▶ **EXCERPT PROVIDED**:
Meta tschild Posted April 17, 2009 Meta Posted April 17, 2009 Does "from pmoz's hosting server" mean "from the same IP that pmoz.info resolves to"?
Meta pvgool Posted April 17, 2009 Meta Posted April 17, 2009 As Morfeus is a well known and old scanner that is running from many servers from all over the world you should either block that specific scanner (and not some ipnumber from which one of the scanner is running at the moment) or better yet you should keep your server upto date and save from possible attacks. Blaming others for things they can not control will be of no help. pmoz is doing a very good job for DMOZ. Accidentaly marking a few sites as not accesible is not a problem for us. Much better than letting the real errors exist. But that has been explained to you before. I will not answer PM or emails send to me. If you have anything to ask please use the forum.

▶ **LISTED ENTRIES**:
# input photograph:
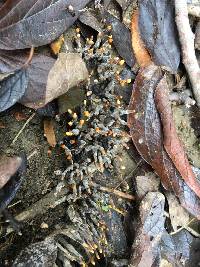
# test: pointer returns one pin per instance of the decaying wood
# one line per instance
(194, 10)
(186, 37)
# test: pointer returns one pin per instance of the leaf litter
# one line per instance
(85, 123)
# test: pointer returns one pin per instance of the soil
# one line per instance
(40, 178)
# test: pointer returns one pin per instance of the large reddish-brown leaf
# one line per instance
(172, 143)
(36, 22)
(146, 131)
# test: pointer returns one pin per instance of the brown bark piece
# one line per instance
(142, 56)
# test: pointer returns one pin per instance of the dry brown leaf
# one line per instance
(149, 232)
(142, 56)
(172, 143)
(147, 135)
(49, 132)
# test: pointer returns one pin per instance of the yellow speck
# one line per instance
(122, 83)
(110, 40)
(69, 133)
(70, 123)
(121, 62)
(87, 113)
(81, 122)
(74, 116)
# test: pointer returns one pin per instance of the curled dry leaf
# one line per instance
(158, 31)
(24, 24)
(56, 79)
(12, 170)
(146, 131)
(142, 56)
(171, 141)
(146, 244)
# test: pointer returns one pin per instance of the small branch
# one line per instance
(186, 37)
(24, 126)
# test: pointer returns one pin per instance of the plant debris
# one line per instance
(94, 92)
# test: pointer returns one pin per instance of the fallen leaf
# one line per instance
(151, 227)
(53, 80)
(121, 38)
(146, 131)
(13, 88)
(35, 22)
(145, 184)
(89, 18)
(57, 45)
(179, 217)
(38, 73)
(8, 167)
(158, 31)
(142, 56)
(2, 126)
(12, 170)
(49, 132)
(172, 143)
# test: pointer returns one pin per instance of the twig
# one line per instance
(25, 124)
(194, 10)
(187, 44)
(113, 191)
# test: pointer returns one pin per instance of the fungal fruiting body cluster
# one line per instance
(95, 136)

▶ **WHAT YOU NEED TO DO**:
1. Translate this sentence from the forum thread into Spanish: "Blaming others for things they can not control will be of no help."
2. From the forum thread, pull out the passage starting with "Meta tschild Posted" and going on through "use the forum.", copying it word for word.

▶ **TASK-BY-TASK SOLUTIONS**:
1. Culpar a otros por cosas que no pueden controlar no servirá de nada.

2.
Meta tschild Posted April 17, 2009 Meta Posted April 17, 2009 Does "from pmoz's hosting server" mean "from the same IP that pmoz.info resolves to"?
Meta pvgool Posted April 17, 2009 Meta Posted April 17, 2009 As Morfeus is a well known and old scanner that is running from many servers from all over the world you should either block that specific scanner (and not some ipnumber from which one of the scanner is running at the moment) or better yet you should keep your server upto date and save from possible attacks. Blaming others for things they can not control will be of no help. pmoz is doing a very good job for DMOZ. Accidentaly marking a few sites as not accesible is not a problem for us. Much better than letting the real errors exist. But that has been explained to you before. I will not answer PM or emails send to me. If you have anything to ask please use the forum.